Text segment —
Well, well, well, I’ve just been profiled. I raise my internal eyebrows and think Vestis virum reddit, a phrase I learned as a child when my older sister and I were taking Latin and which means Clothes make the man.
“It sure would look that way,” I reply, neither confirming nor denying.
“It’s always refreshing to see someone who doesn’t froof themselves all up the way people do these days,” he says and waves vaguely behind him as if to include everyone in the airport and everyone in Dallas, everyone in the world. “And is comfortable with their natural look.”
I’m pretty sure he said froof and I’m imagining what it’d be like if Oregon were really my place of origin. I make some noncommittal noise at his compliment and he goes on to tell me some of his life story. It’s not like I don’t consider myself to be a hippie in the sense of free spirited and as a rejecter of convention, it’s not like my hair isn’t long, it’s not like I don’t use natural remedies, it’s not like I’ve never worn tie-dye. Here it’s a case of feeling like a lizard. Like a chameleon. Because I may look the part, but I don’t belong to it. I’m living out the lyrics to a song I loved when I was a kid. “Chameleon, you blend with your surroundings. Chameleon, no one knows where you come from.”

Set task A —
Write out the stretch of the airport passage from "Well, well, well, I’ve" through "confirming nor denying.".
Set task B —
Extend the airport story about being taken for a hippie, starting after its final sentence.

Record set —
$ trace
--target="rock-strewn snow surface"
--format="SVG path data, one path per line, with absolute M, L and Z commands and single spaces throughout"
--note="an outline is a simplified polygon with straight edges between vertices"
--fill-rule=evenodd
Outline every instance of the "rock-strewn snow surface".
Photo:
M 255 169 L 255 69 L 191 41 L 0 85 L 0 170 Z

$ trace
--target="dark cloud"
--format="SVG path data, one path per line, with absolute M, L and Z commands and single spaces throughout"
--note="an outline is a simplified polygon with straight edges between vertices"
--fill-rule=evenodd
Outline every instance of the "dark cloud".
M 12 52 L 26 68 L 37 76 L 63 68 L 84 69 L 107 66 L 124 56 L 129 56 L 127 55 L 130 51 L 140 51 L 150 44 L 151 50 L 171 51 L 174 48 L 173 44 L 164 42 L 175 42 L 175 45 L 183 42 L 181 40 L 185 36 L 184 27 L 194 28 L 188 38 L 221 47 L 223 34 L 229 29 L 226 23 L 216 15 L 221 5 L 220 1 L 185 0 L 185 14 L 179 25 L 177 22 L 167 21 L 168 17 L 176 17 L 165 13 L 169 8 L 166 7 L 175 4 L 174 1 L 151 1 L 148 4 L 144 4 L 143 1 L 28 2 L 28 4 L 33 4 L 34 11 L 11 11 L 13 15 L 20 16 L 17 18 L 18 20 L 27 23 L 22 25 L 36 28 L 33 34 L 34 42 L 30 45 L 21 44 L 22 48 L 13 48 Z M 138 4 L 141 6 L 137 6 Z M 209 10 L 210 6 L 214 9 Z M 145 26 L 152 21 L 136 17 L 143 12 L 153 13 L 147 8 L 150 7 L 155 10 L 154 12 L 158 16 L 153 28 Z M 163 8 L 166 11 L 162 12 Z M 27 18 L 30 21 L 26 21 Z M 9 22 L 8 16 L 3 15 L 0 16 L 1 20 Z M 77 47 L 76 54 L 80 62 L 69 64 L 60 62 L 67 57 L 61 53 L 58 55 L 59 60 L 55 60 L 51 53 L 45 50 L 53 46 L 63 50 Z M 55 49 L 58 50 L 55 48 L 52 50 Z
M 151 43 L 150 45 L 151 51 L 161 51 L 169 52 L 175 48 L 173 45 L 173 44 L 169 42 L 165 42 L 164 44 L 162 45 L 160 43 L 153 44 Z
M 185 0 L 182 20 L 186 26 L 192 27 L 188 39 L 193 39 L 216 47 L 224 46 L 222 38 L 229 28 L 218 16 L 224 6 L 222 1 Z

Written reply A —
Well, well, well, I’ve just been profiled. I raise my internal eyebrows and think Vestis virum reddit, a phrase I learned as a child when my older sister and I were taking Latin and which means Clothes make the man.
“It sure would look that way,” I reply, neither confirming nor denying.

Written reply B —
Since I had the chance to spend some time in Colorado this summer I’ve been thinking a lot lately of the sense of belonging. Over ten years ago I left Dallas for Colorado Springs and when I got there I felt that it was where I belonged and it was home. It became the place where I was from. It was the place I went back to. Then I left it behind me. Heartlessly, adventurously, free spiritedly.
Yet, it doesn’t matter how long I stay away, when I return the mountains always seem to say, “Welcome back, welcome home. We’ve missed you.”
And then when I leave again to resume the nomadic nature of my life they smile, wink, and say, “See you next time. Come home again when you’re ready.” They joke and say what my dad says, “Come back when you can’t stay so long.”
There’s comfort in belonging. There’s reassurance in having a sense of place, in knowing that I don’t have to search for it. I don’t know what this means except that I’m a mountain girl who in this moment looks like someone who makes her own deodorant (I do), owns a pair of Birkenstocks (I don’t), and would date a guy who has dreadlocks and tattoos (TBD).
The plane goes out only ten minutes off schedule and I get a seat in the exit row. I doze most of the way. When I deplane I blend right in. A couple passing by in the metro asks me if they’re on the right line. I don’t ruin their image of me when I tell them they are. I’ve been this way before. I’m practically a local.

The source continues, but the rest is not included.